■ **Task data**

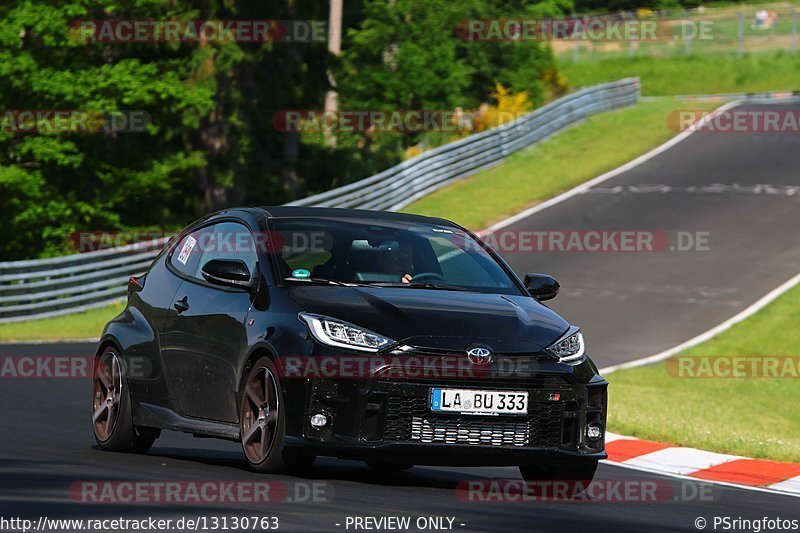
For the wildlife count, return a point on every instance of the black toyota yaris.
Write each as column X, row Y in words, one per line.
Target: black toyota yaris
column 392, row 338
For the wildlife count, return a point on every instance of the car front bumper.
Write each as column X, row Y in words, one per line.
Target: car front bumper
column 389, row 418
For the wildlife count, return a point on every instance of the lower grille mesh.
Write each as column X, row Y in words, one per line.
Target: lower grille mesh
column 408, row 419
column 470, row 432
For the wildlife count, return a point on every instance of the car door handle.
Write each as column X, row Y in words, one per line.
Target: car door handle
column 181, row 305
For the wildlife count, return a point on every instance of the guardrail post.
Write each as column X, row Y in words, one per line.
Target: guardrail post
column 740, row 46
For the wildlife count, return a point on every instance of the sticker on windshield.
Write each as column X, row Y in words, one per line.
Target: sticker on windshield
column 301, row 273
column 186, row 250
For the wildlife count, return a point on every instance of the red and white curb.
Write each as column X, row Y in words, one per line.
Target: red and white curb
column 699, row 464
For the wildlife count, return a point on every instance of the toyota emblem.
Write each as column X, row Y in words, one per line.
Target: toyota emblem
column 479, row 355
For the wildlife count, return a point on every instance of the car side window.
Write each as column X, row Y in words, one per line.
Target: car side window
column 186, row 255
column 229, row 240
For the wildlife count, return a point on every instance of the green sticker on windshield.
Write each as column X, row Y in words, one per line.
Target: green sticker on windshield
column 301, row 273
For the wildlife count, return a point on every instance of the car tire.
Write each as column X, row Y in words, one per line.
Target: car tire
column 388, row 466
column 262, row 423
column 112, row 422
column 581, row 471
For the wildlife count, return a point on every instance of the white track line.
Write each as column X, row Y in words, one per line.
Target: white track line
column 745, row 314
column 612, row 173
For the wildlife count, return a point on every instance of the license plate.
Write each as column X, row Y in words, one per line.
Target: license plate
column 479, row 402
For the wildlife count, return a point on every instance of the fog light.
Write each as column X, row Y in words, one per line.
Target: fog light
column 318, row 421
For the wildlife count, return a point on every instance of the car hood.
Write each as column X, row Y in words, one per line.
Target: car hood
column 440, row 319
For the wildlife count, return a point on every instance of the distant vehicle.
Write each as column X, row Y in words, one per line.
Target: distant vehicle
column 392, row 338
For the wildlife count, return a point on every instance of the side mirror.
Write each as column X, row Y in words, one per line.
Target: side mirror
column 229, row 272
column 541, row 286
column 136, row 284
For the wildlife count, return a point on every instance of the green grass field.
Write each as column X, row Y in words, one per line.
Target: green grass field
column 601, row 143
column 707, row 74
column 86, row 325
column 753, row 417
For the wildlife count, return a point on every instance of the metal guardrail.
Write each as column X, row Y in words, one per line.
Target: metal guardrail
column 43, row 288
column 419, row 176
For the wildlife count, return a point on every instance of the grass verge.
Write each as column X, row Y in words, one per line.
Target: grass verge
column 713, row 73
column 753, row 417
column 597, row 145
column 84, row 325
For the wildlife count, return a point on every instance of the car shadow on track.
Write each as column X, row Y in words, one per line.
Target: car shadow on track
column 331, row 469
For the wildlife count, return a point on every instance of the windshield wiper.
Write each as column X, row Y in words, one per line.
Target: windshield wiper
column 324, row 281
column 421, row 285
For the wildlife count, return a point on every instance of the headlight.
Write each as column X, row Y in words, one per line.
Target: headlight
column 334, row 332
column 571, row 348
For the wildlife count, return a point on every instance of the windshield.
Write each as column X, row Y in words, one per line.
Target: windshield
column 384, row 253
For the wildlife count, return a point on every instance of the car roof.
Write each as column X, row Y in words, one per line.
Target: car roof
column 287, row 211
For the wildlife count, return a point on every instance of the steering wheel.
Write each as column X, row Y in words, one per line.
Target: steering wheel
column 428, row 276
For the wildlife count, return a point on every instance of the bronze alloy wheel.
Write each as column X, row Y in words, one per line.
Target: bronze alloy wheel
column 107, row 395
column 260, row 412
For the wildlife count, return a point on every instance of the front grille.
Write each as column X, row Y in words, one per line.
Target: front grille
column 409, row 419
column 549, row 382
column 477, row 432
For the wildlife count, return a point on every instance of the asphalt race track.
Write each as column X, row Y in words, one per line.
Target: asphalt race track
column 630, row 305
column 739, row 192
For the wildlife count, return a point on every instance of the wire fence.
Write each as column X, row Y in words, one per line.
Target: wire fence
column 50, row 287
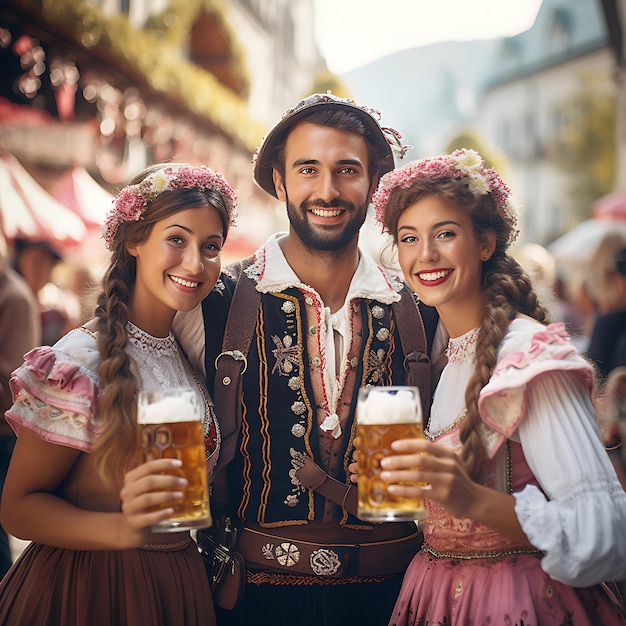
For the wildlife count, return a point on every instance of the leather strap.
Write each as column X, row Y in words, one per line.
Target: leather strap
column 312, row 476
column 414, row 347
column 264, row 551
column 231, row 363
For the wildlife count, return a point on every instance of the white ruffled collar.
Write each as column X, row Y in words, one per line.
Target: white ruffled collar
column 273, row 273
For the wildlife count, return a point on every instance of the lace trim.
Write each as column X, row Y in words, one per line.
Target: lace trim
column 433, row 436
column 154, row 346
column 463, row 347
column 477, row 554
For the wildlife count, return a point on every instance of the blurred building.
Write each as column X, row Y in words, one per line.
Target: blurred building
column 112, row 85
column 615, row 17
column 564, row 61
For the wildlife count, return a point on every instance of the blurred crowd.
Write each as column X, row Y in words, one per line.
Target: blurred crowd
* * *
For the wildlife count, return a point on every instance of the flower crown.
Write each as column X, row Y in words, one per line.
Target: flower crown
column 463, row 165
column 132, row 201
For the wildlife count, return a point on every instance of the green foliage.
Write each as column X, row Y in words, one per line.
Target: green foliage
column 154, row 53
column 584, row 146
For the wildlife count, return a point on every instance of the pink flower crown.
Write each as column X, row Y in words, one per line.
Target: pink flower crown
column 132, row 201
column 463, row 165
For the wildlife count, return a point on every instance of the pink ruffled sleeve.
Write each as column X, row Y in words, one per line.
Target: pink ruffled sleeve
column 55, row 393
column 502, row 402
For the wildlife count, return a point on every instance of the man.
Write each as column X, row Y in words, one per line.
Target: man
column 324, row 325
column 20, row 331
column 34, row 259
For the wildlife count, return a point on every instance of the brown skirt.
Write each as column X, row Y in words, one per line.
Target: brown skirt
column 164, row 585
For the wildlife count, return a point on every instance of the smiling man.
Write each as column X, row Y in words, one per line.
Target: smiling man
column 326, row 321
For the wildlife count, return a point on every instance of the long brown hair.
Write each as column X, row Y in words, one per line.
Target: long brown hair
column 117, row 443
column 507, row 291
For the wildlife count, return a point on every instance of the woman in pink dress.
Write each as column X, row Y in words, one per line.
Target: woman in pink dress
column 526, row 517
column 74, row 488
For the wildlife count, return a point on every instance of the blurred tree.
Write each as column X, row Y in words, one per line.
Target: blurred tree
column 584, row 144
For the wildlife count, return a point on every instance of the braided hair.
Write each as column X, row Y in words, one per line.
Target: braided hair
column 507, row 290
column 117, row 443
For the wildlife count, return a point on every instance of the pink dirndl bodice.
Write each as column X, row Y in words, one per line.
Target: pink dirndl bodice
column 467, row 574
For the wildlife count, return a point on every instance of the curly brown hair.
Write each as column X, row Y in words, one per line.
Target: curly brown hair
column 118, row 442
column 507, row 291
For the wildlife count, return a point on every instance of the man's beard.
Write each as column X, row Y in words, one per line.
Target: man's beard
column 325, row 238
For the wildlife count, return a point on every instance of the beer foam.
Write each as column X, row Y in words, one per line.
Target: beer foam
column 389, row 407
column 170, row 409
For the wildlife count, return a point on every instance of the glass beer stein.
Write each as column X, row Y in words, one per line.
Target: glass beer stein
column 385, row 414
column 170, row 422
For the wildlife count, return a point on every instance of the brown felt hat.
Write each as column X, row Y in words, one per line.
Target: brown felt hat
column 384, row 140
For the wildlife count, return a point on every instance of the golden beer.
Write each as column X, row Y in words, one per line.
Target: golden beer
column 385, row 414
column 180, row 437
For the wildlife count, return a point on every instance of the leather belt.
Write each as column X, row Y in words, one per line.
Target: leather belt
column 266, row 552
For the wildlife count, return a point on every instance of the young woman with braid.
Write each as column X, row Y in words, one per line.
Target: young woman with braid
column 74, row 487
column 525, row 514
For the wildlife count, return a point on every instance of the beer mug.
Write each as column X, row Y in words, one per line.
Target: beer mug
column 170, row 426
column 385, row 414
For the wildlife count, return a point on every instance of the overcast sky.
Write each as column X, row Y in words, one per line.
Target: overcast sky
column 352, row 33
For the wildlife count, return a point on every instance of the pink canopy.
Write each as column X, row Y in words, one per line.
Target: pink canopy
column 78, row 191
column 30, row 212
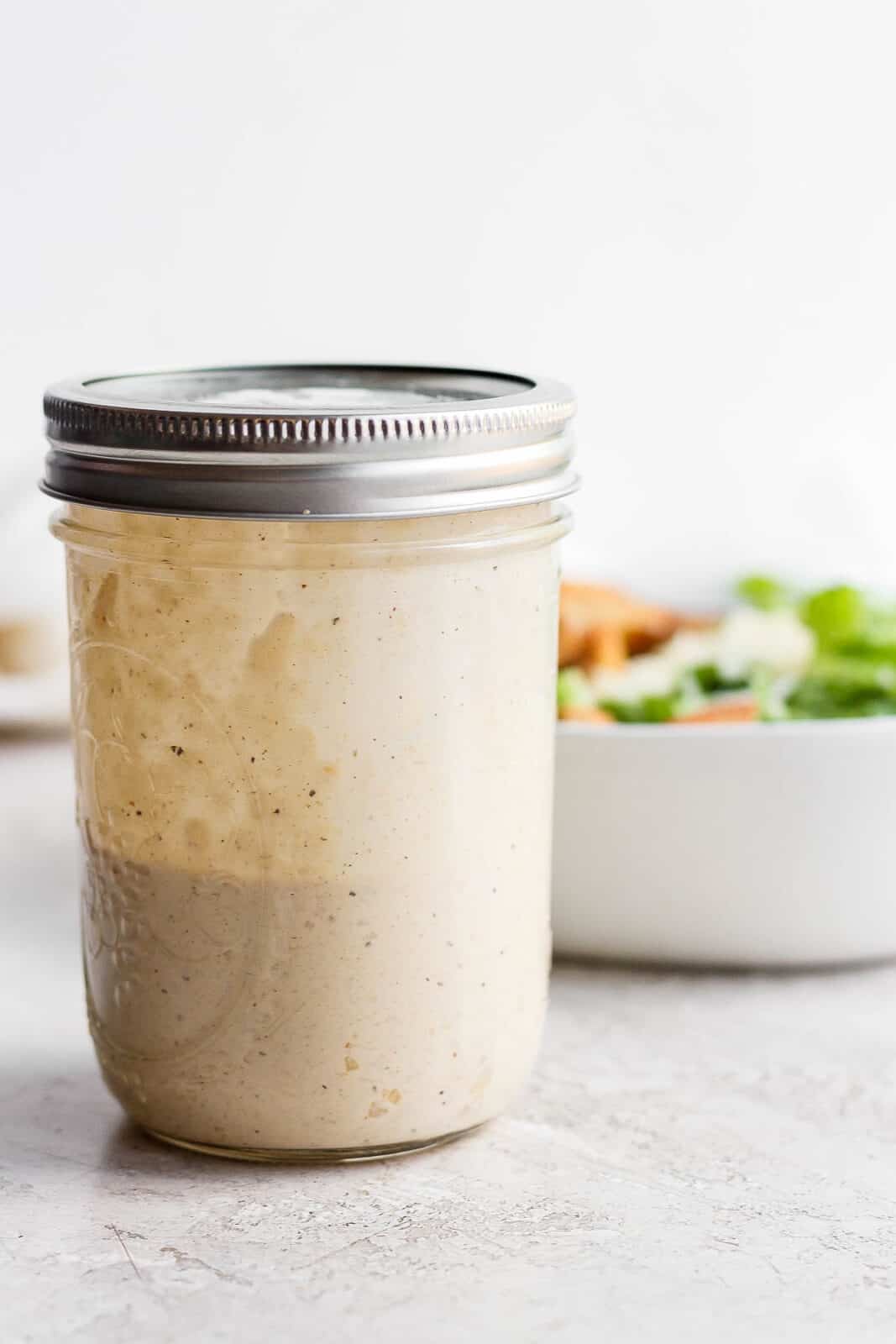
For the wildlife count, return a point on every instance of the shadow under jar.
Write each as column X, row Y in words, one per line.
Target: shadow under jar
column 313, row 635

■ **Exercise directions**
Return every line of the entries above that contains the word "post".

■ **Response**
For the wildlife count, return a point on every instance of the guardrail post.
Target: guardrail post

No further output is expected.